▸ **SOURCE PASSAGE**

** START **

3
$\begingroup$

So I've been watching a Khan Academy video that got me confused and I really want to close my gaps so bear with me. I hope that I can understand why I'm failing to understand this. So here are the steps: $$\log_2 \sqrt \frac{32}{\sqrt8}$$ $$log_2(\frac{32}{\sqrt8})^\frac{1}{2}$$ Here comes my question : How can the exponent (from the second step) be put out of the parentheses? Wouldn't this indicate that = $\frac{1}{2}$ to the power of both $32$ and sroot of $8$, which wouldn't be correct because we only un-rooted $32$, not $8$.

** END **

▸ **THE EXERCISE**
Write out the part of the logarithm post above word for word, starting at "So I've been" and ending at "un-rooted $32$, not $8$.".

▸ **SUPPLIED RECORDS**

** START **

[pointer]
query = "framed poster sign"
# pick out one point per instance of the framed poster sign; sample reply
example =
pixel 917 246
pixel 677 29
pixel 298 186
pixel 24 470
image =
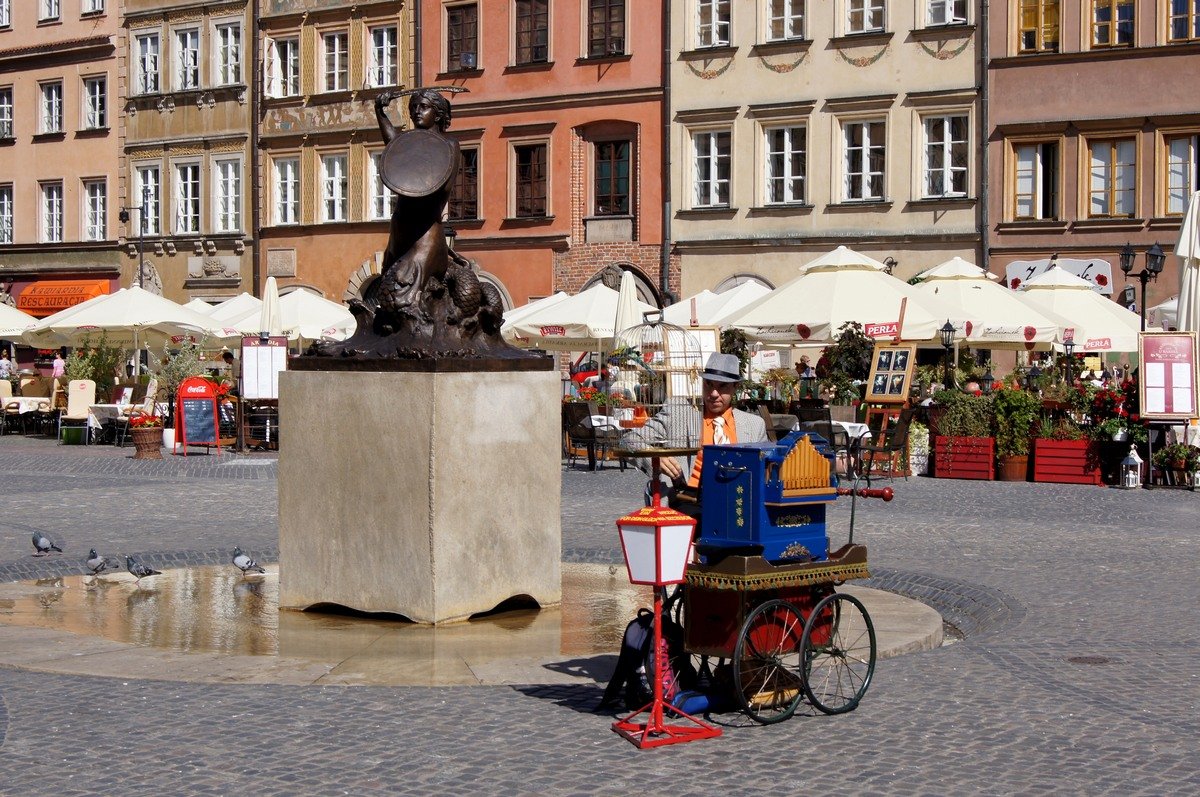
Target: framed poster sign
pixel 891 373
pixel 1167 388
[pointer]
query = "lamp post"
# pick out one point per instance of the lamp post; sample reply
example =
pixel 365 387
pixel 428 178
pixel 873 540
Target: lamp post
pixel 948 343
pixel 1155 259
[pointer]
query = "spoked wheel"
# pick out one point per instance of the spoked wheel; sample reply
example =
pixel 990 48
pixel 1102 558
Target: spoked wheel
pixel 839 653
pixel 767 664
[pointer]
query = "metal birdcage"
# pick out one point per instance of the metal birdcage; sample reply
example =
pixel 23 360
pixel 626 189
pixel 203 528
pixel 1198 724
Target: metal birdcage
pixel 659 365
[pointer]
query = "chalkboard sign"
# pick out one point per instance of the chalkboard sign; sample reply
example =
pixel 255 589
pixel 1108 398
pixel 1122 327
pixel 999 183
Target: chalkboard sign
pixel 196 413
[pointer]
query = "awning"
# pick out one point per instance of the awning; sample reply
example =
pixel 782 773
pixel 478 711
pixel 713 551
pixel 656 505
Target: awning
pixel 48 297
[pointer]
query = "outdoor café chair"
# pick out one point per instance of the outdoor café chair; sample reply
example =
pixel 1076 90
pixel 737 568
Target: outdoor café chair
pixel 81 396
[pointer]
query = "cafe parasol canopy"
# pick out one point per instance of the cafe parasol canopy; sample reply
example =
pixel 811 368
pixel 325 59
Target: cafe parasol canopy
pixel 1097 324
pixel 581 323
pixel 994 317
pixel 839 287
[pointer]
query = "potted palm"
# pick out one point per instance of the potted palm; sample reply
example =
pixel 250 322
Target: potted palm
pixel 1014 412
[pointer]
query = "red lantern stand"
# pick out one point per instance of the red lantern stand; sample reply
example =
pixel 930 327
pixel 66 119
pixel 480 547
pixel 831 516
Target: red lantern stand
pixel 657 543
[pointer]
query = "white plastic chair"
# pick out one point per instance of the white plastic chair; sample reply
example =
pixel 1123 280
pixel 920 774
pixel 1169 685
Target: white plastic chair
pixel 81 396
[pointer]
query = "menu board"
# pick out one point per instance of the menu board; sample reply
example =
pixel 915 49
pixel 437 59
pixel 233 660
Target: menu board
pixel 891 373
pixel 1168 378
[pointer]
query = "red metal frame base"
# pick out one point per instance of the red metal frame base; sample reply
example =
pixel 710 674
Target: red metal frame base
pixel 654 732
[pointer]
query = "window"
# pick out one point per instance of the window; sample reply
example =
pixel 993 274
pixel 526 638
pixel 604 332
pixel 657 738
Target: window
pixel 712 23
pixel 1111 23
pixel 227 195
pixel 946 156
pixel 287 191
pixel 52 213
pixel 378 196
pixel 187 59
pixel 1036 183
pixel 1185 21
pixel 1113 178
pixel 947 12
pixel 465 189
pixel 532 31
pixel 865 145
pixel 52 108
pixel 612 178
pixel 6 214
pixel 383 57
pixel 785 19
pixel 786 165
pixel 334 187
pixel 149 196
pixel 712 168
pixel 336 63
pixel 6 112
pixel 864 16
pixel 531 180
pixel 462 37
pixel 147 46
pixel 606 28
pixel 95 103
pixel 95 195
pixel 187 198
pixel 228 42
pixel 1182 172
pixel 1038 27
pixel 282 67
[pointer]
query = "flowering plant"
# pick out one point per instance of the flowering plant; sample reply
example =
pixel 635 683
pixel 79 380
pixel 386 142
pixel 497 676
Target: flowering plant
pixel 144 420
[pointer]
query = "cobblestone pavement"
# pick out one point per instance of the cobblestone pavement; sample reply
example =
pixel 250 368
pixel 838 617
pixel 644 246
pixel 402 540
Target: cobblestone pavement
pixel 1035 575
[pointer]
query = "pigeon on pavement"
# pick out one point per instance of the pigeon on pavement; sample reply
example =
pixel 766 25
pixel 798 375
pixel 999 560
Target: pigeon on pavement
pixel 43 545
pixel 139 570
pixel 245 563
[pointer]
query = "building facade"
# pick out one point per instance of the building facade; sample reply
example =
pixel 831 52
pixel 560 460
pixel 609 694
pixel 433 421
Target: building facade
pixel 324 209
pixel 59 145
pixel 562 138
pixel 798 126
pixel 1096 130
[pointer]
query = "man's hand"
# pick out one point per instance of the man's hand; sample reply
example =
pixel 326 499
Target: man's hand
pixel 670 467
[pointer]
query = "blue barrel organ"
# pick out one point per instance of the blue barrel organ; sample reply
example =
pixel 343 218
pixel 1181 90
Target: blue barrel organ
pixel 771 496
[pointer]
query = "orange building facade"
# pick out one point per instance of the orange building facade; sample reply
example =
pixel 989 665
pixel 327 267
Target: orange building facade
pixel 561 127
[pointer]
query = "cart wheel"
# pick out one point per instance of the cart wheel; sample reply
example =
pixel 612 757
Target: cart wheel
pixel 839 653
pixel 767 675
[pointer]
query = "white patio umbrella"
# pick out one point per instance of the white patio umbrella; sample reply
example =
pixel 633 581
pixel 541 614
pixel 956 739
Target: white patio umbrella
pixel 235 307
pixel 1163 316
pixel 580 323
pixel 1097 324
pixel 13 322
pixel 1188 249
pixel 517 313
pixel 838 287
pixel 994 316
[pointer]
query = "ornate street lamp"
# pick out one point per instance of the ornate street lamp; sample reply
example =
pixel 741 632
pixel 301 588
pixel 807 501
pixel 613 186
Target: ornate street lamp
pixel 1155 261
pixel 948 343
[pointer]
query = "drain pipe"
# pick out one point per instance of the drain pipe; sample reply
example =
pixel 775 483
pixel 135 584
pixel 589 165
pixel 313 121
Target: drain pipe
pixel 984 154
pixel 665 265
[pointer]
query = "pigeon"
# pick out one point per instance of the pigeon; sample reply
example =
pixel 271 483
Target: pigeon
pixel 96 563
pixel 43 545
pixel 245 563
pixel 139 570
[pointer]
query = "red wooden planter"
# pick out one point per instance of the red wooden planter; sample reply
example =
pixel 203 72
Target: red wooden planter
pixel 1066 462
pixel 965 457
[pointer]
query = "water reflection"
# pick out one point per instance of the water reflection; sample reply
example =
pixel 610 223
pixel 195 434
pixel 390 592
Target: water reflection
pixel 217 610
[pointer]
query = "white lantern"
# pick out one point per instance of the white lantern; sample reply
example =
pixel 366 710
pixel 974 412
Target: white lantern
pixel 657 543
pixel 1131 469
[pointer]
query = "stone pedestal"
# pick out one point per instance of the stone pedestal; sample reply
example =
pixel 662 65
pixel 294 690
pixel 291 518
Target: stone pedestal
pixel 435 496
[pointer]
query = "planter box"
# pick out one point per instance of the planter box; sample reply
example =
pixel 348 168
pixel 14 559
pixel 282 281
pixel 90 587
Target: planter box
pixel 965 457
pixel 1066 462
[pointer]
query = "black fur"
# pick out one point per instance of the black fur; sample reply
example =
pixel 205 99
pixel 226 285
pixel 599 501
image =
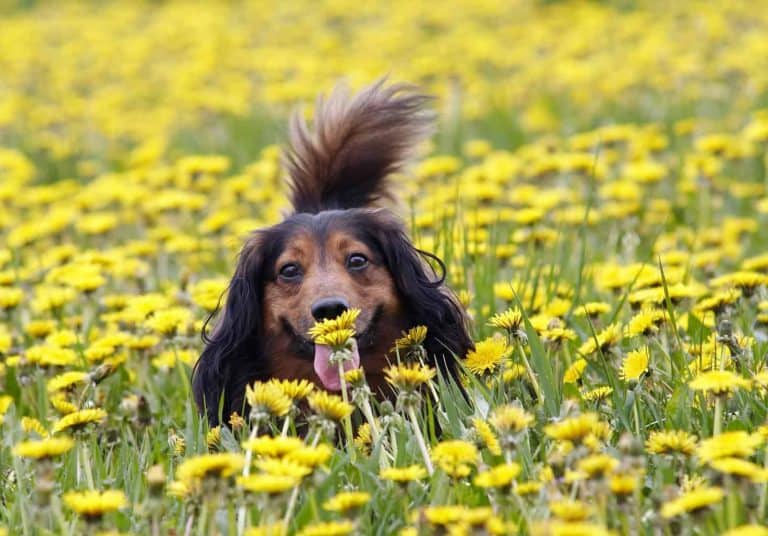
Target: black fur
pixel 337 174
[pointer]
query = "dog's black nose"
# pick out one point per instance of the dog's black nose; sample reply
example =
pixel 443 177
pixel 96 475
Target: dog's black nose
pixel 329 308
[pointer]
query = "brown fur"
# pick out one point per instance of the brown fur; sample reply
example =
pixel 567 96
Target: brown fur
pixel 338 175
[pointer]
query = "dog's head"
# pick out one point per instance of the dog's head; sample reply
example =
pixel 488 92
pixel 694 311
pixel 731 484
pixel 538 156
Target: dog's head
pixel 336 251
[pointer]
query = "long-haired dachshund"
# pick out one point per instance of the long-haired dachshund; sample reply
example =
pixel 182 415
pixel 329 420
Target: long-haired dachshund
pixel 337 250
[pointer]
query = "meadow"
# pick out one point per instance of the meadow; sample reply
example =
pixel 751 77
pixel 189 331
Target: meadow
pixel 597 188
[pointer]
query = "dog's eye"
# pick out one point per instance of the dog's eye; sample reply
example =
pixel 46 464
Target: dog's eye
pixel 357 261
pixel 290 271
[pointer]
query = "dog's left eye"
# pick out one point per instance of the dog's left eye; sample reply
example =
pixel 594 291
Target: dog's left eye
pixel 357 261
pixel 290 271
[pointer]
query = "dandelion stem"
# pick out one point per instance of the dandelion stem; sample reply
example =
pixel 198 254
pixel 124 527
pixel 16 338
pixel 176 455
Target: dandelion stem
pixel 763 494
pixel 344 395
pixel 365 406
pixel 636 413
pixel 286 425
pixel 420 440
pixel 295 492
pixel 718 426
pixel 531 375
pixel 189 525
pixel 86 462
pixel 241 510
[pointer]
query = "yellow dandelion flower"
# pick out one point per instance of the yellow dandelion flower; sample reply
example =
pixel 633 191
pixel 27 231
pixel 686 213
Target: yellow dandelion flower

** END **

▸ **FULL RESPONSE**
So I've been watching a Khan Academy video that got me confused and I really want to close my gaps so bear with me. I hope that I can understand why I'm failing to understand this. So here are the steps: $$\log_2 \sqrt \frac{32}{\sqrt8}$$ $$log_2(\frac{32}{\sqrt8})^\frac{1}{2}$$ Here comes my question : How can the exponent (from the second step) be put out of the parentheses? Wouldn't this indicate that = $\frac{1}{2}$ to the power of both $32$ and sroot of $8$, which wouldn't be correct because we only un-rooted $32$, not $8$.